#### [Provided material]

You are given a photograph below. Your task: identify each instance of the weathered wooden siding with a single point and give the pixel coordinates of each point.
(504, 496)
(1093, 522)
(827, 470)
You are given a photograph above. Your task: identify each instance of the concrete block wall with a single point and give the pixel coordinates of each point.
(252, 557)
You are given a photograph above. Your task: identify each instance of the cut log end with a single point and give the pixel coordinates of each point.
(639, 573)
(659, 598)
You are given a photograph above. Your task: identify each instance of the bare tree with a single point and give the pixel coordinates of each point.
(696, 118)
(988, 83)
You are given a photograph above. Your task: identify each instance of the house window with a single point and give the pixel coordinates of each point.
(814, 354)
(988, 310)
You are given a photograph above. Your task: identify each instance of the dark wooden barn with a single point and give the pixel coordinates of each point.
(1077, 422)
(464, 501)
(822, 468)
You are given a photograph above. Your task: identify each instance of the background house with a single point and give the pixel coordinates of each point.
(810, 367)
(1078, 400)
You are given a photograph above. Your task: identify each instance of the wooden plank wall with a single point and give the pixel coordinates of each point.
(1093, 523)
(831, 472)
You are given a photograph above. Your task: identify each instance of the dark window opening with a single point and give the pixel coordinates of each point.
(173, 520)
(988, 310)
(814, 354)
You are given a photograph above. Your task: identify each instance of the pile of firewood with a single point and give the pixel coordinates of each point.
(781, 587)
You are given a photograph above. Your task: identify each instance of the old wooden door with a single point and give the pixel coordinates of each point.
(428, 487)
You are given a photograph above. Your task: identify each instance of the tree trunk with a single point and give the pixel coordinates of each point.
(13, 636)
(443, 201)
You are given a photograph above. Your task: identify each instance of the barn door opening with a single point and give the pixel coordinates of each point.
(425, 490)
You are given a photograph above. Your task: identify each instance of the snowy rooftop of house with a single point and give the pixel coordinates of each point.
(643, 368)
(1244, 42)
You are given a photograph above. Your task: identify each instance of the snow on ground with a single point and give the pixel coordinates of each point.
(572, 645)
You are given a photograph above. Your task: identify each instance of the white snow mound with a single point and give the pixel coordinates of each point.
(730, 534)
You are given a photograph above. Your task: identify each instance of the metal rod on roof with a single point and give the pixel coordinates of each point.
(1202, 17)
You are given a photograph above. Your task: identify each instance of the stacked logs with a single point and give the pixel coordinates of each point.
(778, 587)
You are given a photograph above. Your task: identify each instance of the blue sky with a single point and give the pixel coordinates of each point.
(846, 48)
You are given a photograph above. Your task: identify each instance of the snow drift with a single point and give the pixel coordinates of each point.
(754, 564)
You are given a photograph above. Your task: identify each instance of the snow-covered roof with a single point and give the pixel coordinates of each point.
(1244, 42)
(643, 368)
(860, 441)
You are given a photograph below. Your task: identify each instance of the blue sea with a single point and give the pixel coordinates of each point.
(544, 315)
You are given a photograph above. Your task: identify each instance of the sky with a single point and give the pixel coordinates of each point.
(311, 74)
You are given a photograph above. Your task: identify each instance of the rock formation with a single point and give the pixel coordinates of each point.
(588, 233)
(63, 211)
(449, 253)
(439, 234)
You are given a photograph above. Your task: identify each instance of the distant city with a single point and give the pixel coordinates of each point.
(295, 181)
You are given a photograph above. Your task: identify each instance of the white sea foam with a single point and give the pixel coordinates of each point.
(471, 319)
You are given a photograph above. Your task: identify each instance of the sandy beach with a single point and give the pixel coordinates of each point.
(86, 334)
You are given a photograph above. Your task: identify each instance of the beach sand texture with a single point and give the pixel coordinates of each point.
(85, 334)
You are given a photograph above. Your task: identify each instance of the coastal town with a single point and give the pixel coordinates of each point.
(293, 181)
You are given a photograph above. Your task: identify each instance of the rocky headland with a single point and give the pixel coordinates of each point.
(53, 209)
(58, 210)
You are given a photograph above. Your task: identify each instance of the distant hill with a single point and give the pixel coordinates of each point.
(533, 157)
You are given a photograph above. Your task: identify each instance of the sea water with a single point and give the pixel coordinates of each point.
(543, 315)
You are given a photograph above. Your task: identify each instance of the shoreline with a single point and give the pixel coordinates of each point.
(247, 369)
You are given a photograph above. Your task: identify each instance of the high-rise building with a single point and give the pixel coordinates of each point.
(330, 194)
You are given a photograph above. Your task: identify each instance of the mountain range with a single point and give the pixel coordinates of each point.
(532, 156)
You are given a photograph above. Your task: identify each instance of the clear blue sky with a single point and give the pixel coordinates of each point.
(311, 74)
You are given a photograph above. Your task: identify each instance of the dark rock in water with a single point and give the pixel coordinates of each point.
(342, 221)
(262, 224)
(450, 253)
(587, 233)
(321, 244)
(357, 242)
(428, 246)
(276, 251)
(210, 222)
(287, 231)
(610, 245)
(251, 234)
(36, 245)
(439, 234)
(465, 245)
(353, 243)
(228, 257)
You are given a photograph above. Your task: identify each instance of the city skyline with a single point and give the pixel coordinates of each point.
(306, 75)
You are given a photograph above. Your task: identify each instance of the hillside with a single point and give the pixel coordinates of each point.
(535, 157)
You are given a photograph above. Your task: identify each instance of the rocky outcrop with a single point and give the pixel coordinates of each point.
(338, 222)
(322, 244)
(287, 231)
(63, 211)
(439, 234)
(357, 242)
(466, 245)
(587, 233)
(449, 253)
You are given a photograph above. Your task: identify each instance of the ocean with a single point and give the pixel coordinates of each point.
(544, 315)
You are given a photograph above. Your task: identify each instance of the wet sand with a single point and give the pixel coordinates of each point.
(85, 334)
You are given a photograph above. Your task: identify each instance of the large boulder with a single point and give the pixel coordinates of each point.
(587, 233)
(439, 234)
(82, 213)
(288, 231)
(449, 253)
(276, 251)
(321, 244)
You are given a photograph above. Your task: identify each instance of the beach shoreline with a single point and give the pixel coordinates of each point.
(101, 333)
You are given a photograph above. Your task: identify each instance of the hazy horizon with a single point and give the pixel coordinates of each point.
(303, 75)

#### [Problem details]
Rewrite every line from the one containing "of the city" through the end of the records, keeping the requests as they are. In the answers, multiply each point coordinate by 0.7 and round it to a whole number, with halves rounded up.

#### [Finished exercise]
You are given a photograph above. Your task: identify each instance of the city skyline with a single point and give the pixel coordinates of each point.
(214, 53)
You are given a photograph above. Your task: identify each instance of the hillside with a single point and give the pixel coordinates of each point.
(375, 110)
You are given a photograph above. Your task: identify each instance of the rocky outcrop with a single point and give the pixel coordinates of each point.
(237, 155)
(225, 171)
(201, 162)
(44, 148)
(307, 164)
(250, 169)
(326, 172)
(411, 163)
(314, 177)
You are given a photograph above. Your task: identify each instance of the ocean with a single point and give the pixel coordinates of each point.
(381, 221)
You are given a photograph above. Your task: identify each instance of the wet sand with a single point and give the pixel coordinates of each point.
(60, 234)
You are given a photograph above. Your task: identify each instance of the large boulder with a single point and give the pixel coordinates of each point.
(411, 163)
(307, 164)
(57, 149)
(202, 162)
(314, 177)
(193, 176)
(225, 171)
You are given a photograph above. Your task: identify each instance of the beach shoreline with a single point and give the pixel coordinates of each point.
(71, 233)
You are given a photograph above. Your task: identify each instance of the hazy horizon with a single point and give the pixel coordinates of each point.
(212, 53)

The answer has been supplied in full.